▶ TASK OBJECTIVE: Your task is to write out all of the records once more, exactly.

Natural-language object grounding data
Content starts

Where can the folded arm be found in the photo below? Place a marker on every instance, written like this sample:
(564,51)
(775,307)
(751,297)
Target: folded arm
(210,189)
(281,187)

Content ends

▶ WRITTEN REPLY:
Where can the folded arm be found in the photo below? Place a marker on every instance, written like this sample:
(564,51)
(775,307)
(751,297)
Target: folded arm
(210,189)
(281,187)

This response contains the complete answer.